§ Aim of the task
Rewrite the listing below, swapping every "Dataset curation" for "Annotation task" and leaving everything else unchanged.
_ _ _
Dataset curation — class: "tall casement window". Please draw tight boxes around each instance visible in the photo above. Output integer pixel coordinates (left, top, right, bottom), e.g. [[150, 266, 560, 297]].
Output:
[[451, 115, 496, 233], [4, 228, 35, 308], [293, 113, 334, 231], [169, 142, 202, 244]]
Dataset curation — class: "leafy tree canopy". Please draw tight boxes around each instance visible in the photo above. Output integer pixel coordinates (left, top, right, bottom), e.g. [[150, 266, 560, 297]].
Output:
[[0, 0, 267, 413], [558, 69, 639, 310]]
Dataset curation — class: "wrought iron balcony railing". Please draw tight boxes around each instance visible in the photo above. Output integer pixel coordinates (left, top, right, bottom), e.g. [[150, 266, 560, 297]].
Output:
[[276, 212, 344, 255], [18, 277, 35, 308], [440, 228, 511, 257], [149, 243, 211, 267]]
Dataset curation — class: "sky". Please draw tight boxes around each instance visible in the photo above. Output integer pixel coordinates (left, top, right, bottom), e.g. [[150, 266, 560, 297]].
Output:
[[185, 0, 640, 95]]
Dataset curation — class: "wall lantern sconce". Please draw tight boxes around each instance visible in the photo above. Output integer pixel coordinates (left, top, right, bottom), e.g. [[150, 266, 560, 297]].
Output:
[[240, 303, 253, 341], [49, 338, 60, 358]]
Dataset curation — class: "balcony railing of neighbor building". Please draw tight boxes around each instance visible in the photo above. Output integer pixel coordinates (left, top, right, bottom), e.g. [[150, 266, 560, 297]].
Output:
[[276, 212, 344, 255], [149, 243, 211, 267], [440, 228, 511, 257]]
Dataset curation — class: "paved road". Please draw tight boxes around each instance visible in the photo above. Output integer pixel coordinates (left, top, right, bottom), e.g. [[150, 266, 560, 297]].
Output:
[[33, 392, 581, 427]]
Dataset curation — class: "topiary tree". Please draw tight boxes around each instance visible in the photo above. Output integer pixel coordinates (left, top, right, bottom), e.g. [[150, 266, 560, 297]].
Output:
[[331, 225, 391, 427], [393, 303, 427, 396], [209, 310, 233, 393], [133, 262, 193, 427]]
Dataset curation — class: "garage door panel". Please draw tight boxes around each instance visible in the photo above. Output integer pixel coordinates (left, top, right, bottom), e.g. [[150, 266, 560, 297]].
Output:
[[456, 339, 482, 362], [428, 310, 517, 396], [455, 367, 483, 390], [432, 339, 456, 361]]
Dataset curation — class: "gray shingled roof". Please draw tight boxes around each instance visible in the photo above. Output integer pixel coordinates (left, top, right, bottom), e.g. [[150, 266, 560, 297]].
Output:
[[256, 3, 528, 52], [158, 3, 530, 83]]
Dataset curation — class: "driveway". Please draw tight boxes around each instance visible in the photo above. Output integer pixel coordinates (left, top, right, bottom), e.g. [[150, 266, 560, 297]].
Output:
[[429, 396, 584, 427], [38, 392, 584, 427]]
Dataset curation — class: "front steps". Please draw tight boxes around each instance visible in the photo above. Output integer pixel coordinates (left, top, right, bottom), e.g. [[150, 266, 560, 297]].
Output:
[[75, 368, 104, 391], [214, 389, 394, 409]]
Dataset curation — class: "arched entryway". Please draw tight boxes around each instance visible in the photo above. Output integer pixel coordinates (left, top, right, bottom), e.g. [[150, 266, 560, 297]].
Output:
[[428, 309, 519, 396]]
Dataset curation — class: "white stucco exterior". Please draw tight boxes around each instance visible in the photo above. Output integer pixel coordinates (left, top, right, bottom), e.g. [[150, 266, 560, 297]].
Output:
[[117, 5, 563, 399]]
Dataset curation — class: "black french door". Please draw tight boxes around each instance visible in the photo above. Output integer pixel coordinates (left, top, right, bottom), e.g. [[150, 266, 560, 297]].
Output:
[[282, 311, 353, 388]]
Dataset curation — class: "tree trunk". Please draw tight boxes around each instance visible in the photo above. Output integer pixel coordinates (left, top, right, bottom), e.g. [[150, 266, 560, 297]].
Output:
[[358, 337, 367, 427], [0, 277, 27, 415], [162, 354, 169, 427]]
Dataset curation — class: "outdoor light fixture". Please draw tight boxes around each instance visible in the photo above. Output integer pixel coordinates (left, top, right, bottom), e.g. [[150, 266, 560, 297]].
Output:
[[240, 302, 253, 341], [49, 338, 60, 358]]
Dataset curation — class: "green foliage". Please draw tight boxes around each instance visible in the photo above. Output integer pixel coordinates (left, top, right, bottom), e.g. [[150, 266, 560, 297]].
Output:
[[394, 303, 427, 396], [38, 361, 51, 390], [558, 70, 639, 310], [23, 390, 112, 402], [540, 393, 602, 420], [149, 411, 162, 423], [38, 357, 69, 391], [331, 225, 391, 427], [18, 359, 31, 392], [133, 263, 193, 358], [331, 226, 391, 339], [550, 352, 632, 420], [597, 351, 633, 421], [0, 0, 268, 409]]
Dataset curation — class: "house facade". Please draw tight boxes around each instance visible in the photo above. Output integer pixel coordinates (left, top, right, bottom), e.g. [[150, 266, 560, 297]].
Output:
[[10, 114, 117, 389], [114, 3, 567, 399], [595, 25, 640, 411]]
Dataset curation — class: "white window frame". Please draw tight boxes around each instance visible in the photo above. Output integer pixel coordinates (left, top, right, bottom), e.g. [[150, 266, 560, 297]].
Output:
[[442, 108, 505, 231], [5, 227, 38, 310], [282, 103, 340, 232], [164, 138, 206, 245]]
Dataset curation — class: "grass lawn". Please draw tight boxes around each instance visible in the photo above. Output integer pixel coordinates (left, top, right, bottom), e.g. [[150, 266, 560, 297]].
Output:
_ _ _
§ Result of this task
Annotation task — class: "tall casement window". Please draw tight boxes around each instance visible in the photo above. Output integer pixel coordinates (left, top, right, bottom), e.g. [[150, 266, 560, 297]].
Output:
[[451, 115, 496, 233], [4, 228, 35, 308], [293, 113, 334, 231], [169, 142, 202, 244]]
Annotation task — class: "leafy tree canopy". Please draw tight boxes around each instance visible in the photo above. Output integer pixel coordinates (left, top, right, bottom), e.g. [[150, 266, 560, 297]].
Output:
[[0, 0, 267, 413], [558, 69, 639, 310]]
Annotation task — class: "wrought iron balcony railing". Please draw tight boxes around each instance visible in the photo above. Output integer pixel coordinates (left, top, right, bottom), e.g. [[150, 266, 560, 297]].
Output:
[[276, 212, 344, 255], [18, 277, 35, 308], [440, 228, 511, 257], [149, 243, 211, 267]]
Annotation task — class: "sky". Please draw tight boxes around each instance visible in the photo above. Output integer pixel coordinates (left, top, right, bottom), e.g. [[150, 266, 560, 297]].
Output:
[[185, 0, 640, 95]]
Annotation task — class: "wall lantern sconce". Please draw tight boxes around each instance visible in the photo above. Output integer pixel coordinates (left, top, right, bottom), e.g. [[150, 266, 560, 297]].
Output:
[[240, 303, 253, 341], [49, 338, 60, 358]]
Annotation task — class: "balcony railing of neighbor building". Please draw tight boxes around each instance visible in the photo above. Output integer pixel coordinates (left, top, right, bottom), e.g. [[150, 266, 560, 297]].
Output:
[[276, 212, 344, 255], [149, 243, 211, 267], [440, 228, 511, 257]]
Annotation task — class: "paved road". Please draw tight boxes around each instance visible in the photo above. Output integer pixel coordinates (left, top, right, bottom), e.g. [[150, 266, 560, 297]].
Output:
[[33, 392, 581, 427]]
Annotation task — class: "topiary tree". Please draw tight boxes around each instance visible in the photo above. Output integer pixel coordinates (left, top, right, bottom), e.g. [[150, 266, 560, 297]].
Output:
[[331, 225, 391, 427], [393, 303, 427, 396], [209, 310, 233, 393], [133, 262, 193, 427]]
Annotation task — class: "garage door panel". Please draw tight boxes around each instance visible in the photo above. Output integer pixel coordinates (left, top, right, bottom), e.g. [[150, 266, 560, 297]].
Output:
[[456, 339, 482, 362], [428, 310, 517, 396], [455, 367, 483, 390], [432, 339, 456, 361]]
Annotation task — class: "gray shingled roof". Please draw tight boxes around each instance visible in the photo above. Output integer pixel coordinates (left, top, right, bottom), e.g. [[150, 266, 560, 297]].
Output:
[[256, 3, 528, 52], [158, 3, 530, 83]]
Annotation task — class: "driveway". Please draw tight boxes around each instance visible in the photo above. Output integer pixel coordinates (left, top, right, bottom), e.g. [[150, 266, 560, 297]].
Output:
[[429, 396, 584, 427], [38, 392, 584, 427]]
Annotation task — class: "front steps". Please draw tight boxes around each instance visible in the photo above. Output integer pixel coordinates (left, top, right, bottom), e.g. [[150, 266, 560, 297]].
Output:
[[75, 368, 104, 391], [214, 389, 394, 409]]
Annotation task — class: "arched entryway". Please draw tight boxes around each instance visible in the photo above. Output integer pixel coordinates (left, top, right, bottom), e.g. [[150, 266, 560, 297]].
Output:
[[428, 309, 519, 396]]
Annotation task — class: "white stucco exterior". Please draw tight boxes around each instance visible in the photo above. Output integer pixel coordinates (left, top, right, bottom), e.g. [[150, 266, 560, 297]].
Output:
[[117, 5, 563, 399]]
Annotation task — class: "black french door". Please draw tight boxes around each instance visible in the photo above. Output integer pixel coordinates (left, top, right, bottom), e.g. [[150, 266, 560, 297]].
Output:
[[282, 311, 353, 388]]
Annotation task — class: "tree trunk". Please draw tight boxes around each instance visible in the photo above. Output integer pixel coordinates (left, top, right, bottom), e.g. [[150, 266, 560, 297]].
Output:
[[358, 337, 367, 427], [0, 277, 27, 415], [162, 354, 169, 427]]
Annotation task — class: "outdoor light fixture". Please draw tight boxes around each instance visible in the photo above. Output integer pixel coordinates (left, top, right, bottom), e.g. [[150, 266, 560, 297]].
Output:
[[240, 302, 253, 341], [49, 338, 60, 358]]
Annotation task — class: "green foliage". Please draw tight boxes around each instance visible in the photo above. Output integer pixel coordinates (left, top, right, bottom), e.g. [[150, 266, 560, 297]].
Output:
[[394, 303, 427, 396], [38, 361, 51, 390], [558, 70, 639, 310], [23, 390, 112, 402], [540, 393, 602, 420], [149, 411, 162, 423], [38, 357, 69, 391], [331, 225, 391, 427], [18, 359, 31, 392], [133, 263, 193, 358], [331, 226, 391, 339], [550, 352, 632, 420], [597, 351, 633, 421], [0, 0, 268, 409]]
Annotation task — class: "house facade". Please draw tight boxes around each instance visible in the photo above. Output integer pixel coordinates (left, top, right, bottom), e.g. [[150, 266, 560, 297]].
Output:
[[10, 114, 117, 389], [114, 3, 567, 399], [595, 25, 640, 411]]
Annotation task — class: "white window frame". Please draw tight boxes around each instance visible in the photo above. Output integer pixel coordinates (left, top, right, bottom), e.g. [[150, 266, 560, 297]].
Output:
[[442, 108, 505, 231], [5, 227, 38, 310], [282, 103, 340, 232], [164, 138, 206, 245]]
Annotation task — class: "grass lawn". Please draw tight boxes around each instance visible in the photo above. Output integer pixel coordinates (left, top, right, bottom), e.g. [[150, 266, 560, 297]].
Output:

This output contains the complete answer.